*** Opening Record extracts ***
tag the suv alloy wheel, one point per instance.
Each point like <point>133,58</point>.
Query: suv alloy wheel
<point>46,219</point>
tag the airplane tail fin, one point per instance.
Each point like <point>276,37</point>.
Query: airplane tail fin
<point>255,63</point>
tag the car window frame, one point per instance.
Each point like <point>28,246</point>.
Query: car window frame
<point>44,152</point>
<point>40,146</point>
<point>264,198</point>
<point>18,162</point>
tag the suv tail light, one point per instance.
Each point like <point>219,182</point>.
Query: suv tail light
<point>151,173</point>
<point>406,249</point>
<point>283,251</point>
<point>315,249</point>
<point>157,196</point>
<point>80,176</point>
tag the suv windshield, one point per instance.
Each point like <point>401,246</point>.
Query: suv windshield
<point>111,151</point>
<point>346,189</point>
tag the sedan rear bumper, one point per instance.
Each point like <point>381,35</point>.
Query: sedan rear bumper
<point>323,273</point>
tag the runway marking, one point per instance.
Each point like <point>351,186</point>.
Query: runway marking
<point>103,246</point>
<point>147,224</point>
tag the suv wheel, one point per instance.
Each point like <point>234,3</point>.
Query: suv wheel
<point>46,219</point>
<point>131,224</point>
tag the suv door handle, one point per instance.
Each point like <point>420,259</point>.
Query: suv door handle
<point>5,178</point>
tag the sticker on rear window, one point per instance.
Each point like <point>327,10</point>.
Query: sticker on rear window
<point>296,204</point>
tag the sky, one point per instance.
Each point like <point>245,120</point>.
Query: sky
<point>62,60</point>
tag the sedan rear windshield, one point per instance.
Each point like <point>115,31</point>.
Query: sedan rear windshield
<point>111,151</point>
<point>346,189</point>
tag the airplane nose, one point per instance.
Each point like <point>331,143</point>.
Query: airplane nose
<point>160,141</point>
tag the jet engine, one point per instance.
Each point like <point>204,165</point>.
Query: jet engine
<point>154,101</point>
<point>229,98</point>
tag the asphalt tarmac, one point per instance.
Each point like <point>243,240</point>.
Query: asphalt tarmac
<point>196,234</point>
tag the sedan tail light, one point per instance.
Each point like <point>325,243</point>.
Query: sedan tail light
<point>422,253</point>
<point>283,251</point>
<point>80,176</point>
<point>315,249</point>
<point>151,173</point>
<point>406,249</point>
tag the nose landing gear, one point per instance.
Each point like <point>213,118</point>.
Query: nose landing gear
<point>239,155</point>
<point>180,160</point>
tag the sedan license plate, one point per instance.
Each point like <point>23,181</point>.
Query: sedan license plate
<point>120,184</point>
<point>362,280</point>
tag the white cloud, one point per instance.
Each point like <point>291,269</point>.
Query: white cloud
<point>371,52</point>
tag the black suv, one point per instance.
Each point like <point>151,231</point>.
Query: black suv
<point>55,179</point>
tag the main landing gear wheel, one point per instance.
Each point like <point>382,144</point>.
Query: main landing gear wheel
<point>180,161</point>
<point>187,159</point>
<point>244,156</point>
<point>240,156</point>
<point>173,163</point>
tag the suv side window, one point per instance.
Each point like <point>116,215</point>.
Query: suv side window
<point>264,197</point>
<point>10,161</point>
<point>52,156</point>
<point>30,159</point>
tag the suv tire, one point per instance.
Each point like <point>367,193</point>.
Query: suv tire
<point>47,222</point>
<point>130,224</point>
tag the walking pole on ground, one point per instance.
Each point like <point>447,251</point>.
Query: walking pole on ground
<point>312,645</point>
*** Closing Record extracts ***
### Work to complete
Send back exactly, with nothing added, the lines from the first line of the material above through the line holding "tag the suv windshield, one"; both ends are included.

### Task result
tag the suv alloy wheel, one point per instance.
Each point like <point>133,58</point>.
Query: suv alloy wheel
<point>46,219</point>
tag the airplane tail fin, one point per instance.
Each point like <point>276,37</point>.
Query: airplane tail fin
<point>255,63</point>
tag the car window frame, one point per instance.
Each point like <point>28,246</point>.
Query: car window frame
<point>44,152</point>
<point>40,146</point>
<point>264,198</point>
<point>18,162</point>
tag the suv tail light, one point per instance.
Each point like <point>219,182</point>.
Query: suv tail light
<point>151,173</point>
<point>406,249</point>
<point>283,251</point>
<point>315,249</point>
<point>157,196</point>
<point>80,176</point>
tag the suv windshield, one point per instance.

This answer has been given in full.